WHAT TO PRODUCE
From the listing that follows, extract every line and set it down unaltered.

STORED RECORDS
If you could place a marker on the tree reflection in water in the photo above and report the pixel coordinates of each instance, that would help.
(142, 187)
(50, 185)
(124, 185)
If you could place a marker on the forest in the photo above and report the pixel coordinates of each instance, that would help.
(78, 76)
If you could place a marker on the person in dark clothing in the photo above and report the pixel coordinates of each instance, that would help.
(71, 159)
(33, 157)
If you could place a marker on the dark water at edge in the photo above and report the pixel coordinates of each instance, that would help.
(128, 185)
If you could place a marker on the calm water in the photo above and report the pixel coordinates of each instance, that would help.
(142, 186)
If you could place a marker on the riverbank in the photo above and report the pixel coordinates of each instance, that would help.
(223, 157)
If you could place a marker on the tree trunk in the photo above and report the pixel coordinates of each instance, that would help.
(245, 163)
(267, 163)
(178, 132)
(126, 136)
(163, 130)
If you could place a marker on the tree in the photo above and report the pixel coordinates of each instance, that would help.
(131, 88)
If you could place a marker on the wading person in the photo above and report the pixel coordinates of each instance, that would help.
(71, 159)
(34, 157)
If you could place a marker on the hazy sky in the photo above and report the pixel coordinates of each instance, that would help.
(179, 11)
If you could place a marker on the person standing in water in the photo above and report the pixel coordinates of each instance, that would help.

PROBLEM SOLUTION
If you could place a marker on the tree reflection in water in the photo above and report the pixel coordinates of each instance, that would help.
(142, 187)
(50, 185)
(124, 185)
If you could place a marker on the forest in the photo above and report the pixel coordinates of each instance, that would help.
(78, 76)
If you could place a marker on the person in dark clothing in the photo above and report the pixel coordinates of each instance, that would help.
(71, 159)
(33, 157)
If you could place a marker on the dark water at edge in the photo above and report the pixel coordinates of each instance, that would help.
(128, 185)
If you could place a marker on the calm water in the photo above and report the pixel coordinates of each instance, that would help.
(142, 186)
If you could place a marker on the riverbank in the photo above and report the pixel coordinates of each instance, that would help.
(223, 157)
If you could place a marker on the tree trunk in the photo above and report the pixel coordinates of each instance, that would help.
(245, 163)
(267, 163)
(178, 132)
(126, 136)
(163, 130)
If you could place a marker on the tree in the photo above and report the pixel coordinates of each instance, that would help.
(131, 88)
If you could place a marker on the wading person in the photo above and report the pixel coordinates of each instance, that would help.
(71, 159)
(34, 157)
If you could place a marker on the hazy sky in the photo above and report the pixel coordinates of each instance, that would help.
(179, 11)
If you could place a marker on the person standing in water in the photo above and report the pixel coordinates of each instance, that would help.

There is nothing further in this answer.